▶ [Source passage]
--- Start ---

I myself prefer the three-syllable pronunciation, and much prefer "nowadays" to such alternatives as "these days." However, it's easy enough by using unbiased sources to cast doubt on your conclusion.

The Merriam-Webster Collegiate Dictionary, 11th ed., shows the two-syllable and three-syllable pronunciations to be equally standard.

The online versions of the Encarta (North American ed.), Random House Unabridged, and American Heritage Dictionary, 4th ed., show only one pronunciation, the three-syllable one.

The two-syllable pronunciation is the odd-man out. For that reason, it is difficult to believe that it is in any way more standard than the three-syllable version.


----------



## Loob

Tower of Babel said:


> As for the usage being more prevalent among older speakers--well, older people have simply lived a longer time, and are more likely to contrast the past and present. It's hard to imagine a teenager saying, "Gee, when I was young, life was slow, but nowadays things are so hectic."


That's a very good point, Tower!

--- End ---

▶ [Given task A] According to the forum thread on pronouncing "nowadays," which dictionary shows the two-syllable and three-syllable pronunciations as equally standard?
▶ [Given task B] Revise the forum thread on "nowadays" from "The two-syllable pronunciation" up to and including "the three-syllable version.", putting "hard" where "difficult" stands.
▶ [Given task C]
Do these statements agree with the forum thread on "nowadays"? Answer yes or no for each and quote the words that decide it.
(i) The first writer prefers "these days" to "nowadays."
(ii) The online American Heritage Dictionary, 4th ed., shows only the three-syllable pronunciation.
(iii) Loob agrees with the point made by Tower of Babel.

▶ [Supplied data]
--- Start ---

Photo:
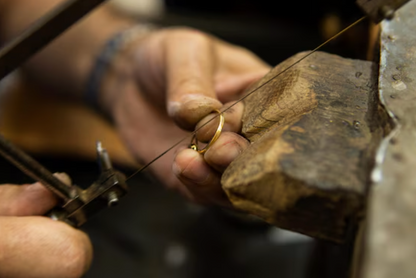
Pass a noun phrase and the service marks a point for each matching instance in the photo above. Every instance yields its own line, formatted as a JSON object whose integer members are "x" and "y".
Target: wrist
{"x": 113, "y": 70}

--- End ---

▶ [Exercise solution A] The Merriam-Webster Collegiate Dictionary, 11th ed.

▶ [Exercise solution B]
The two-syllable pronunciation is the odd-man out. For that reason, it is hard to believe that it is in any way more standard than the three-syllable version.

▶ [Exercise solution C]
(i) No: "much prefer "nowadays" to such alternatives as "these days.""
(ii) Yes: "show only one pronunciation, the three-syllable one."
(iii) Yes: "That's a very good point, Tower!"